* _Tasks_:
[1] In the Achugao watershed article, how often does BECQ do beach sampling?
[2] Write the next part of the Achugao watershed article, picking up after its final sentence.

* _Page excerpt_:
##############################

Achugao watershed pollution comes from multiple sources
BECQ works with families to prevent pollution
The U.S. Environmental Protection Agency has identified outhouses, illegal dumping, piggeries, urban runoff, and livestock grazing as potential pollution sources in the Achugao watershed.
As for the pollutants most affecting the watershed, Kaitlin Mattos, watershed coordinator at the Bureau of Environmental and Costal Quality, said they do not entirely have the information yet. One reason is because some indicators of pollution can have multiple sources.
Mattos said BECQ analyzes the water for nutrients, turbidity, bacteria, and other parameters. They do beach sampling weekly, and stormwater sampling whenever there is enough rain to cause a flow into streambeds, she said.
Nutrients like nitrogen or phosphorus are known to come from human and animal waste, fertilizers, food waste, and factories.
Turbidity—the cloudiness of the water—is an indicator of erosion, dirt, algae and other particles in the water, and bacteria are an indicator of human or animal waste, Mattos said.

##############################

(Saved entries)
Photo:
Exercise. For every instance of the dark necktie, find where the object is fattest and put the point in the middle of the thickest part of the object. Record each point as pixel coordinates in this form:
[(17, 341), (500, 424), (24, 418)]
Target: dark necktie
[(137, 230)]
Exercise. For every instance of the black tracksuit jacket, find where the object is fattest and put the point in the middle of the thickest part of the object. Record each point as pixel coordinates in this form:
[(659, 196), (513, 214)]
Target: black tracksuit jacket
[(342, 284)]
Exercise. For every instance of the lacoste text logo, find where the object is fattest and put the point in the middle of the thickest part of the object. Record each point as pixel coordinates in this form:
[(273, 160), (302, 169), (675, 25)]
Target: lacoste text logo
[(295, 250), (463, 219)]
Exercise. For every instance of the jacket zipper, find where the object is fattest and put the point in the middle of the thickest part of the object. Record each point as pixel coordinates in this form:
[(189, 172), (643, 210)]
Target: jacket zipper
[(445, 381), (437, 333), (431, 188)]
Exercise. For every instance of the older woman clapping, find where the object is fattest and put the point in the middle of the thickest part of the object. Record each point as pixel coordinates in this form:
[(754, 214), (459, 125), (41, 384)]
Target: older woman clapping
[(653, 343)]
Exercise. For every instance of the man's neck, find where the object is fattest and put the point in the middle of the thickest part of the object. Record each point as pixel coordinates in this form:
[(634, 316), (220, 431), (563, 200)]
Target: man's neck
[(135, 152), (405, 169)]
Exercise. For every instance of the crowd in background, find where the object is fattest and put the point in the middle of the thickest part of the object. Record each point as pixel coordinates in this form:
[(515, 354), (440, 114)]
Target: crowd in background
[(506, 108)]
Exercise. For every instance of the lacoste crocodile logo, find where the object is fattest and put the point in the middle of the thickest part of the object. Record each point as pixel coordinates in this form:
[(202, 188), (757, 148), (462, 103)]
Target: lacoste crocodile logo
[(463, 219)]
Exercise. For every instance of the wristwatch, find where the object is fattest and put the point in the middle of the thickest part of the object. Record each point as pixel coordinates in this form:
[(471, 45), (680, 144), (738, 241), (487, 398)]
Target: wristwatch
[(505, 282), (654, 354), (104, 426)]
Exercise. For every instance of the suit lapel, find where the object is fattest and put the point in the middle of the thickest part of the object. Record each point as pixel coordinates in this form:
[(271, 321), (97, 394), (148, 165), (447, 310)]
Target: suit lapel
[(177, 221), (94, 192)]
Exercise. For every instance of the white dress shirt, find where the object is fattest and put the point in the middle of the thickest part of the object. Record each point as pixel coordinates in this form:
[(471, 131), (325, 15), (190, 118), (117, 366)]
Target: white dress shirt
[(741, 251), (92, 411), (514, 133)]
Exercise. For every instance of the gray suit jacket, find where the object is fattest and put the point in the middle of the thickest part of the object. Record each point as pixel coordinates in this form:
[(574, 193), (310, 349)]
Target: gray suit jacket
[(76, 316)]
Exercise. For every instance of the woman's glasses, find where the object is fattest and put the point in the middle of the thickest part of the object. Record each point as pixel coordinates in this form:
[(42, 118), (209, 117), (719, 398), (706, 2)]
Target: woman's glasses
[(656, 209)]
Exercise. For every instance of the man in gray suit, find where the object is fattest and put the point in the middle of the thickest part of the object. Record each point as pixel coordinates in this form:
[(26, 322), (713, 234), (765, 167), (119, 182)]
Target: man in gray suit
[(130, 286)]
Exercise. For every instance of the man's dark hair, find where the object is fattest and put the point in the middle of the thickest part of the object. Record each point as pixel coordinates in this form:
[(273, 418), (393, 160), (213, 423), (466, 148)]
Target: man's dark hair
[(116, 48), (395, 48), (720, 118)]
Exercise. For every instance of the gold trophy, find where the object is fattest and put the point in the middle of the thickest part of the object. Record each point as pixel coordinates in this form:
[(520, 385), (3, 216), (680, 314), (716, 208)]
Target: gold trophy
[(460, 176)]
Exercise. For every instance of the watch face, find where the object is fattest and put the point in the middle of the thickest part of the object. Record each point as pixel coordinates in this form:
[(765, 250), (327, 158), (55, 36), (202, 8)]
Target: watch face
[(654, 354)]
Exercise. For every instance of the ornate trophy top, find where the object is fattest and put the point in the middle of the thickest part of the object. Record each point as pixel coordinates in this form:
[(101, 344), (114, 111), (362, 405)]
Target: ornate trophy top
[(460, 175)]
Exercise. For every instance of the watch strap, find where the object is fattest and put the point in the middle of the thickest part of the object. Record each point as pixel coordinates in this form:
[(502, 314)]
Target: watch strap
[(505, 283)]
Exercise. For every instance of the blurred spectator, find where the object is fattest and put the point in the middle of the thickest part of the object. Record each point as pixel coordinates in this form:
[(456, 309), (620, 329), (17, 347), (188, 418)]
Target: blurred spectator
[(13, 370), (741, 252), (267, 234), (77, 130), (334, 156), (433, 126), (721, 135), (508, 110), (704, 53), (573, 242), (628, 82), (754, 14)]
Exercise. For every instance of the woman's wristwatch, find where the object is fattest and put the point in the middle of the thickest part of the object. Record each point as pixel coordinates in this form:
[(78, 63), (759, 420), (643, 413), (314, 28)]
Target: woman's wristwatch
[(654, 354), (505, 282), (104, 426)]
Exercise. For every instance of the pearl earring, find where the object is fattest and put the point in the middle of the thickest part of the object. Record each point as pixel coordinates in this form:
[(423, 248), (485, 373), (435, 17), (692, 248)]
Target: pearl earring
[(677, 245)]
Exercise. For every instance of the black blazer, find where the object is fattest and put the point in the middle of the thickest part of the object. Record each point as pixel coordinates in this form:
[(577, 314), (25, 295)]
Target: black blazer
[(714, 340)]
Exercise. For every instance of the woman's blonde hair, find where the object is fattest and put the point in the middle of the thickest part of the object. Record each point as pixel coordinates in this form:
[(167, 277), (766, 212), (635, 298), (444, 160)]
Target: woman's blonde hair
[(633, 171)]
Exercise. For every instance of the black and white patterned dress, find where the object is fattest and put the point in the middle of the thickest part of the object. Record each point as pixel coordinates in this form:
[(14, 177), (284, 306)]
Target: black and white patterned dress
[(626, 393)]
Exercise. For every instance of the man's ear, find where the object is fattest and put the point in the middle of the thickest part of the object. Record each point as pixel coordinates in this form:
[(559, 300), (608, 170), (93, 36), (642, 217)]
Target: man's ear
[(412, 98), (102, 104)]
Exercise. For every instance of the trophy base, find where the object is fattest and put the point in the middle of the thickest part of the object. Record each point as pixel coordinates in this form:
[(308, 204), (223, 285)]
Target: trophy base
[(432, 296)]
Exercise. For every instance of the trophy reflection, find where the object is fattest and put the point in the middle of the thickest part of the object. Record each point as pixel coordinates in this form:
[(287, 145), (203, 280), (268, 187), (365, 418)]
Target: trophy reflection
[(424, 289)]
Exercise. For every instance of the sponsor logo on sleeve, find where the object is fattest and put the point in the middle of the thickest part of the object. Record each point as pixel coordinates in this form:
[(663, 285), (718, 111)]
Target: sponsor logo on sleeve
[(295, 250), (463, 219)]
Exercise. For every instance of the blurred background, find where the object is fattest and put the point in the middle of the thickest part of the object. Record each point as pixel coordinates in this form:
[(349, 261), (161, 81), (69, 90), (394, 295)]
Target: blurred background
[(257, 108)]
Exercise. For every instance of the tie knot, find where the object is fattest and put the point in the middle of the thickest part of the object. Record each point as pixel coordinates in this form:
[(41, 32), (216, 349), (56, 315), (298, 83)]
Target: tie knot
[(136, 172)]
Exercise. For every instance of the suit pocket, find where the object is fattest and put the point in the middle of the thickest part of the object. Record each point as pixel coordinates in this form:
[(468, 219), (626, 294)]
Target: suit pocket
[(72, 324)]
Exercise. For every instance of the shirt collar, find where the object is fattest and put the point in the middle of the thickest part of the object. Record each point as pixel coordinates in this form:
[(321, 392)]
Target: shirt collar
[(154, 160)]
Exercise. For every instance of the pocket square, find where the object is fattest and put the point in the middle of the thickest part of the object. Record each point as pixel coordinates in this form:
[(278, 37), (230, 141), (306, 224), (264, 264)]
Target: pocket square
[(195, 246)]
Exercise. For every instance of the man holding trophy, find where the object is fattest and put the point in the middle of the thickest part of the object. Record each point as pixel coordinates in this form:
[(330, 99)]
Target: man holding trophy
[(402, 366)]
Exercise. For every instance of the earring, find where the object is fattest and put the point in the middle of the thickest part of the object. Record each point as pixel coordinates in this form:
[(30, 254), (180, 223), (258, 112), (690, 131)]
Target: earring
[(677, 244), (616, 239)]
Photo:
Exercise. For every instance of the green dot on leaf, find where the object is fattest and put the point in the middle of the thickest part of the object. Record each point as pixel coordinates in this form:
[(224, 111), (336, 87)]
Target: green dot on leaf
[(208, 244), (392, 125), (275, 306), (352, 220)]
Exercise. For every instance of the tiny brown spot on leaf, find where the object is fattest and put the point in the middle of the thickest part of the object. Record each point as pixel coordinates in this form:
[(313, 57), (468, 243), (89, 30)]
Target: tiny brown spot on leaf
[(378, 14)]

##############################

* _Written answers_:
[1] Weekly.

[2]
For example, if a lot of bacteria is found in a certain stream sample, this could be due to pig waste being discharged into the stream, illegal dumping of used baby diapers, a leaking septic or sewage pipe, an outhouse, a restaurant disposing its food waste, or a combination of these things, she said.
“Our tests won’t tell us the source, only that the water is impaired and may be dangerous to human health,” Mattos said.
From these tests, BECQ walks the streambeds and visit the communities in the area.
“We might check out the area around that stream site and find that there are no restaurants or houses, but there are several farms with cows tied up near the stream,” she said as an example.
Without expensive tests and waiting for months to get results from off island, most people would probably guess correctly that the cows are contributing to the bacteria count in that stream, she said.
“You can assume that if we remove the cows or push them farther back from the water flow, then the water will be cleaner. This is a much more efficient and lower cost way to identify and prevent pollution,” Mattos said.
This is what BECQ is doing now.
Project coordinators Kathy Yuknavage and Clarissa Bearden are visiting houses and stream sites in the Achugao area and looking for possible sources of pollution, and from there helping families find ways to clean them up, according to Mattos.
This is done by helping families create cleaner ways to deal with their pig’s waste, helping them seal off their water pipes so they do not discharge into the stream, or helping them move animals back off of the streams in the area, for example, Mattos said.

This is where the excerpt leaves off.